* **PROBLEM TO SOLVE**: In the forum thread on lowering problems, what are the coilovers that mrnoname has called?

* **GIVEN PASSAGE**:
# lowering problems



## EX2Auto. (Sep 11, 2005)

i bought a pair of aro speed lowering springs for my 95 car looked great but this car is my daily driver and i live in pot hole central and the spring rate is way off for daily driving which lead me to take them off and lead me to go back to stock what's a good set up for daily driving and a sporty look


----------



## 94altimase (Sep 3, 2005)

Try goin over to coilovers you can adjust the ride height of your car from 1-4 inches. It just depends on how low you wanna drop it and still have that sporty look. I was actually looking to pick up some arospeed springs are you looking to sell yours?


----------



## mrnoname (Feb 24, 2005)

i got a full coil over setup and it does not ride good at all. and ive got over 700 in suspension. i think the best ride is just a good set of lowering springs and a good strut. but then i like to crank my coil overs about 5 inch's down and ride...HAHA scraping ass.


----------



## tm_94altima (Aug 12, 2005)

Don't know from expirence but I have heard the Eibach that is for our car is very bouncy. One model is the world famous setup. We get stuck with the bottomline springs.


----------



## mrnoname (Feb 24, 2005)

EX2AUTO what kinda springs do you have now? and do you have aftermarket struts?

TM_94ALTIMA we always gets screwed.


----------



## 94altimase (Sep 3, 2005)

What kind of Coilovers do you have?


----------



## mrnoname (Feb 24, 2005)

they are called lo-boys. they are made thru airbagit.com they will squat but dont ride good. but eventually ima have my friends brother put my hydraulic cylinders in them that way i can adjust my slammed height. :thumbup: now i just gotta buy pumps/dumps, batterys, solinoids,switchbox and lines. then ill be hittin doglegg on DUBS!

sorry bout that had to let that out. :cheers:


----------



## EX2Auto. (Sep 11, 2005)

Well when i bought the arospeed springs i had no clue wat spring rate they sent me i think they sent a Drag setup and thas way off from wat i needed but i had Gabriel Ultra2's (AutoZone)lol but i juss need a nice setup i tried the coilovers from ebay but they were way to bouncy for my liking so i was going to give up but i figure wat the hell might as well try one more time.:balls:


----------

* **SUPPLIED DATA**:
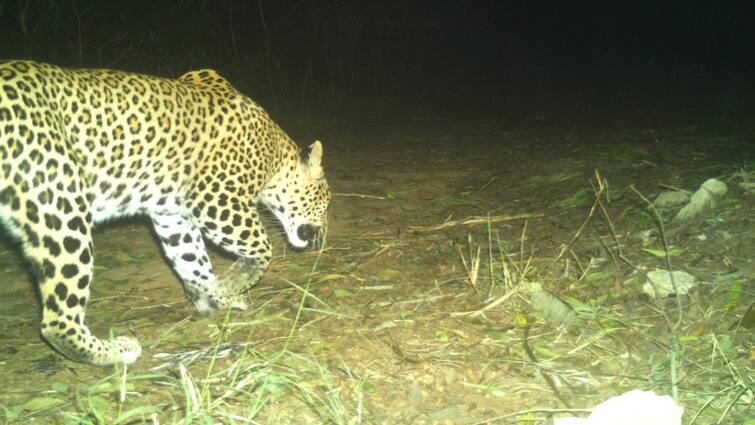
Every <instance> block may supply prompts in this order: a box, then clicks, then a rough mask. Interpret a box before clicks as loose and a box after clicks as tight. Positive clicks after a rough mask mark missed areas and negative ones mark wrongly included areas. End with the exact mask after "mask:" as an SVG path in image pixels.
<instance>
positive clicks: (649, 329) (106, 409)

* **ANSWER TO THIS PROBLEM**: They are called lo-boys.